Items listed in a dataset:

╭──

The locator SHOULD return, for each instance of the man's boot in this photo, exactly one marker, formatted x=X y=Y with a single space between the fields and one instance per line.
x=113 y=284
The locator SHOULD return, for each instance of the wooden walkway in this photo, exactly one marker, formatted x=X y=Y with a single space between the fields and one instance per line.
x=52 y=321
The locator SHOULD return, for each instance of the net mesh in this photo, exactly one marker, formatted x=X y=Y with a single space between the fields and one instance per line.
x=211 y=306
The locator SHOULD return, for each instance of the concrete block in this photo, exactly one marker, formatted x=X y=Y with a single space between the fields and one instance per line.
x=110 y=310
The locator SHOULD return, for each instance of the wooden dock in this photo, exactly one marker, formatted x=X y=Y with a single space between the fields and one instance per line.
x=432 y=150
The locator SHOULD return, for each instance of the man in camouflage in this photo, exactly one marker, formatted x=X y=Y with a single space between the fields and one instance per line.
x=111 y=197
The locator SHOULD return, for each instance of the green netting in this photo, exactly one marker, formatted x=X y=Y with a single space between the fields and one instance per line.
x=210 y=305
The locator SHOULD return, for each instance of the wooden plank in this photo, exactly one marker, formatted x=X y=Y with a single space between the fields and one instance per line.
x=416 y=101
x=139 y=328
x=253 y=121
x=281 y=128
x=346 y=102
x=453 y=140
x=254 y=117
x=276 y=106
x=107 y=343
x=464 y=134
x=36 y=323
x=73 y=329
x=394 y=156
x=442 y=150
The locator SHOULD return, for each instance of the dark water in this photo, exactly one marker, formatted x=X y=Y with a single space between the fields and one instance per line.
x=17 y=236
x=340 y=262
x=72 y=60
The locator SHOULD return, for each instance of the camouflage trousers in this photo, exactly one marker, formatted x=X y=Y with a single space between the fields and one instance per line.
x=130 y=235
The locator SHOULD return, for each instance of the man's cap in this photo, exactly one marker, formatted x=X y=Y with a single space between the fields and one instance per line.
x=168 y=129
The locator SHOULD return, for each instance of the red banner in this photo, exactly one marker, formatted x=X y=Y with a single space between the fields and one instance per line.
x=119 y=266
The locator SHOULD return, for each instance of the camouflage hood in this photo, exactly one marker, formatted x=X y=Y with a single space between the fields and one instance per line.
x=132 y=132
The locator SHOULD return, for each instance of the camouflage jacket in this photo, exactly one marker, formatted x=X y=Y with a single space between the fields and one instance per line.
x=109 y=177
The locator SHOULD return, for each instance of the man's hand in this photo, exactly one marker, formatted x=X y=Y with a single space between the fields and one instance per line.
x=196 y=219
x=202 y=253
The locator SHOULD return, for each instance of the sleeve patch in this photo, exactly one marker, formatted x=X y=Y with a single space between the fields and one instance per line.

╰──

▶ _What is required_:
Repeat the data exactly, with every line included.

▶ _Answer space_:
The locator SHOULD return, for each instance of the man's boot in this photo, exactly one marker, formatted x=X y=Y with a single space between the fields and one instance per line.
x=113 y=284
The locator SHOULD return, for each instance of the wooden walkway in this photo, exactly one marker, formatted x=X y=Y with a single space between the fields and one instance per line.
x=52 y=321
The locator SHOULD return, for each instance of the net mesh in this photo, exactly one marker, formatted x=X y=Y with a single space between the fields and one instance per line.
x=211 y=306
The locator SHOULD return, for each instance of the concrete block in this photo, exactly one marker, formatted x=X y=Y with a single space between the fields and one instance per line.
x=110 y=310
The locator SHOULD return, for each instance of the wooden dock in this photo, exactly one marker, formatted x=X y=Y with a single space between the fields and one instance per line.
x=432 y=150
The locator SHOULD return, for each instance of the man in camouflage in this photo, exactly one marker, formatted x=X y=Y with a single space between the fields and one instance per line.
x=111 y=197
The locator SHOULD return, for each instance of the green netting in this photo, exactly one marker, formatted x=X y=Y with a single space between the fields and one instance per line.
x=210 y=305
The locator SHOULD return, for each instance of the wooden plank in this photo, exactly one marker, formatted x=X y=Y with a single space between the fields and one instance per line.
x=416 y=101
x=139 y=328
x=253 y=121
x=281 y=128
x=346 y=102
x=453 y=140
x=254 y=117
x=276 y=106
x=107 y=343
x=464 y=134
x=36 y=323
x=73 y=329
x=394 y=156
x=442 y=150
The locator SHOULD return, for each instance of the dark water in this photo, exactly one marker, formatted x=X y=Y with a single space between the fields and one instance per line.
x=17 y=236
x=340 y=262
x=72 y=60
The locator SHOULD return, for each instance of the camouflage trousers in this photo, exactly one marker, formatted x=X y=Y with a single space between the fields and one instance per line.
x=130 y=235
The locator SHOULD return, for each instance of the man's cap in this photo, exactly one marker, formatted x=X y=Y with a single space between the fields and one instance per line.
x=168 y=129
The locator SHOULD return, for each instance of the red banner in this photo, exactly one marker, formatted x=X y=Y with a single space between the fields and one instance per line.
x=119 y=266
The locator SHOULD return, for each instance of the camouflage hood in this photo, exactly one marker, formatted x=X y=Y with a single space between the fields and one instance per line.
x=132 y=132
The locator SHOULD return, for each instance of the camouflage jacket in this photo, exactly one marker, formatted x=X y=Y with a single space between the fields and one instance per line.
x=109 y=177
The locator SHOULD return, for each instance of the man's hand in this photo, exactly one marker, formatted x=X y=Y with a single space between the fields and one instance per line.
x=196 y=219
x=202 y=253
The locator SHOULD return, for each instance of the sleeve patch in this photo, exactly one marker, formatted x=X y=Y with a single space between the fields and one instance per line.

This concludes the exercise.